++++ Source text ++++
Introduction

Strauss and Jackson1 were among the first to report the formation of polymer micelles by an amphiphilic polyelectrolyte (also called a polysoap) in aqueous solutions. However, they did not discuss the detailed conformation of the polymer micelle formed by the polysoap. More than 40 years later, Borisov and Helperin2, 3, 4, 5, 6 proposed theoretical models of flower micelles, flower necklaces and bouquets of polymer micelles formed by polysoaps in aqueous solutions. Their models, however, have not been critically compared with experimental results using polysoap solutions over a long period of time.

Only recently, Kawata et al.7 proposed a flower micelle model with minimum-sized loops and favorably compared this model with experimental results of the hydrodynamic radius for amphiphilic random copolymers in aqueous solutions. Afterward, Tominaga et al.8 demonstrated that the radial distribution functions of the main chain, the hydrophobic side chain and the ionic group in an amphiphilic random copolymer micelle, generated by molecular dynamics simulations, were explained by the same flower micelle model with minimum-sized loops. More recently, Ueda et al.9 investigated the micellar structure of the amphiphilic alternating copolymer of sodium maleate and dodecyl vinyl ether (P(MAL/C12); see Scheme 1) in aqueous solutions using static and dynamic light scattering (DLS) as well as time-resolved fluorescence, and found that a transition occurred from flower micelle to flower necklace upon increasing the degree of polymerization of the copolymer. Furthermore, they verified the validity of the flower micelle model with minimum-sized loops and the flower necklace model comprising the flower micelles to explain the experimental results obtained for the copolymer.
++++ Data ++++
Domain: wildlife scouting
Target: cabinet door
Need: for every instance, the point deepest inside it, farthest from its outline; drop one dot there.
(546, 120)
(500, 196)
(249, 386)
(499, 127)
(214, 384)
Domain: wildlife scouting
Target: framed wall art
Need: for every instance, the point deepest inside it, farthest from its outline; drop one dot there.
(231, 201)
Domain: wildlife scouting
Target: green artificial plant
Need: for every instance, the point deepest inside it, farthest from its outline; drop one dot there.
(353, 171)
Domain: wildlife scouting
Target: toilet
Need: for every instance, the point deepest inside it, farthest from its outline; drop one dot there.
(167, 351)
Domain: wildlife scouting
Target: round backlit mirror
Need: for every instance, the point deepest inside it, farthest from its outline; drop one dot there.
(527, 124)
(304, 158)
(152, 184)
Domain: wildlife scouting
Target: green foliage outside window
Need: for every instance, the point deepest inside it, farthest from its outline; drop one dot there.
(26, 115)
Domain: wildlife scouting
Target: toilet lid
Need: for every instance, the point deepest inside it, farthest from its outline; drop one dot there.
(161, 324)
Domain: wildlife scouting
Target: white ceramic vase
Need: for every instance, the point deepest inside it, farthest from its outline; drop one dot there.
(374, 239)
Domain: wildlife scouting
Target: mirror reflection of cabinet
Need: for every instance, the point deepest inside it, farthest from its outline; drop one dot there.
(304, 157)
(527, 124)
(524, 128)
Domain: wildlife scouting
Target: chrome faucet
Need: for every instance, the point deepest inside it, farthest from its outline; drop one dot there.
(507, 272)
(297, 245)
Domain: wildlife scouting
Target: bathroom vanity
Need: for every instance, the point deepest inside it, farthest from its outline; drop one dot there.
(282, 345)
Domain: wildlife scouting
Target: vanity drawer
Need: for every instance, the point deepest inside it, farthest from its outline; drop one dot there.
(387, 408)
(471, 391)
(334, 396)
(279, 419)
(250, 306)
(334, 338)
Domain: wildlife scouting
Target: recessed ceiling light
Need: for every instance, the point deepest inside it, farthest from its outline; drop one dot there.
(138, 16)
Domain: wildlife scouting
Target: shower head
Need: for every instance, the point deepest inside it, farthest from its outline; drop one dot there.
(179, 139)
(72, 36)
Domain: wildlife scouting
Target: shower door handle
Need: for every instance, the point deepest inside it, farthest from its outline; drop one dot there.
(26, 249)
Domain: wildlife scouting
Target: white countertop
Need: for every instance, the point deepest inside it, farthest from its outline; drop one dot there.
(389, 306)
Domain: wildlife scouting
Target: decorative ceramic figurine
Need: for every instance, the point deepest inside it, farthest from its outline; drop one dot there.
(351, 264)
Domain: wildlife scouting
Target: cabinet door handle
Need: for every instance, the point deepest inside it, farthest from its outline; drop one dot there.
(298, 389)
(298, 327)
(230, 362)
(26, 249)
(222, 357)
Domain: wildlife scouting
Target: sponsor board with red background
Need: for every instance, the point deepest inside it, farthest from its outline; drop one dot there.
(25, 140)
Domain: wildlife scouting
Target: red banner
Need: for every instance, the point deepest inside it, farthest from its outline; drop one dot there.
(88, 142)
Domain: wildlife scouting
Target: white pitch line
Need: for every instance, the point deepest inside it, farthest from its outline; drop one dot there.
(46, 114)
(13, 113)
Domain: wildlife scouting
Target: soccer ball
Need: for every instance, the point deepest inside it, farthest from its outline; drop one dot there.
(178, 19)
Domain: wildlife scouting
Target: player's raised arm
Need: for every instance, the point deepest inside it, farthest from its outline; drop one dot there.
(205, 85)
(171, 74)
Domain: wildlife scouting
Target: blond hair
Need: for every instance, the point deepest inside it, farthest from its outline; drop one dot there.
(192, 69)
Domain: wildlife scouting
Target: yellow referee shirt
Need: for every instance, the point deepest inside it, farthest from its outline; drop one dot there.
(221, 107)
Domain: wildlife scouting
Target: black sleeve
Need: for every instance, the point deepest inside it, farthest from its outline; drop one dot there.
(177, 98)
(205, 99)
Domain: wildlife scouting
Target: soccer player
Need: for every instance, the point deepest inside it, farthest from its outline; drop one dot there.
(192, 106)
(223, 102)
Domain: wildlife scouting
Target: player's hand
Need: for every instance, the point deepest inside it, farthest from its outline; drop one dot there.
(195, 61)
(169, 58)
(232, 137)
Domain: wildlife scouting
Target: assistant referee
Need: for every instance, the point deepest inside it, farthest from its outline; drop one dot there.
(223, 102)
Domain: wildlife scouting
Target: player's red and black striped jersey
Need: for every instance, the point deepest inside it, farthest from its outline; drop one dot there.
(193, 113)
++++
Name every author or group of authors whose work the introduction above cites, using the names as the text gives them.

→ **Correct response**:
Strauss and Jackson
Borisov and Helperin
Kawata et al.
Tominaga et al.
Ueda et al.